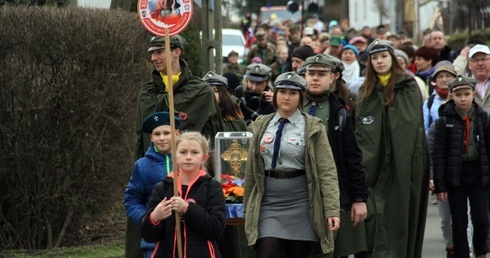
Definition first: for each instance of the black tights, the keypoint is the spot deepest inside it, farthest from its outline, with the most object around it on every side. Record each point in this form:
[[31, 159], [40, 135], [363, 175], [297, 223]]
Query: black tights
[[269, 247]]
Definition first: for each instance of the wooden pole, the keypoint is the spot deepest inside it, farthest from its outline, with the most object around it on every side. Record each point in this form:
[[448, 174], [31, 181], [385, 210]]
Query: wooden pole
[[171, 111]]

==

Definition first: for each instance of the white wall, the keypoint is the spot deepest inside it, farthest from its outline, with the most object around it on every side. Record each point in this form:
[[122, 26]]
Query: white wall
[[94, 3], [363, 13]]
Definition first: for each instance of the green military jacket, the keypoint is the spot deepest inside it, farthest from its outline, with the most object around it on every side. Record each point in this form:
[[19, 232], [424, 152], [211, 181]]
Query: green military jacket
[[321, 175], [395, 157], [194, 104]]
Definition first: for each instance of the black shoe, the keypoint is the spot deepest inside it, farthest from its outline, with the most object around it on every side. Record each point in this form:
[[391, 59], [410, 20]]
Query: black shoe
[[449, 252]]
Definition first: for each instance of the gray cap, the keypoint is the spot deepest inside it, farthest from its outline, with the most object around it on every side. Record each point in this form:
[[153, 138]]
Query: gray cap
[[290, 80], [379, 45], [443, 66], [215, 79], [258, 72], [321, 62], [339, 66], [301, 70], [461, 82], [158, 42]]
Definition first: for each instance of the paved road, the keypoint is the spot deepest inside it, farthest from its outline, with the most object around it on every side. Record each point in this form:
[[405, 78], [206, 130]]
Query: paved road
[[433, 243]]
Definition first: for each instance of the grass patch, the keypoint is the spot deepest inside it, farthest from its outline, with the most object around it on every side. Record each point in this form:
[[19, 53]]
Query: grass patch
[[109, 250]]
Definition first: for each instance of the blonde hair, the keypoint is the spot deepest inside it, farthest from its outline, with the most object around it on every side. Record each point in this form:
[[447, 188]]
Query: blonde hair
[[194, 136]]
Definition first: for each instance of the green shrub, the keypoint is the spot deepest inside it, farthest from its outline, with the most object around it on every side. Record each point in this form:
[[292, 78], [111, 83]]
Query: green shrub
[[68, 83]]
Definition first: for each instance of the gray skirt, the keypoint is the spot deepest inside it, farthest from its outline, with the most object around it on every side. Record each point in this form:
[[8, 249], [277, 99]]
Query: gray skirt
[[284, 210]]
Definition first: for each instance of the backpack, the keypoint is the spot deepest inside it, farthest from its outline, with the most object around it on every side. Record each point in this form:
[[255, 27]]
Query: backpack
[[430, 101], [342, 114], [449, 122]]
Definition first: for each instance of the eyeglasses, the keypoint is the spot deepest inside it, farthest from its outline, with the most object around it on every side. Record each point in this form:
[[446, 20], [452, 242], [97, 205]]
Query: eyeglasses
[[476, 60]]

* What to do *
Copy out, character for character, the stretch of entries from the line containing "Definition first: for each instance of the black shoe, the" through the line containing "[[449, 252]]", with both of those lines included.

* Correct result *
Definition first: for each instance of the black shoe, the keypoint is the spot deepest inside it, farthest from its outline, with the most object around it on every side. Record each point in this form:
[[391, 59], [410, 20]]
Query: black shoe
[[449, 252]]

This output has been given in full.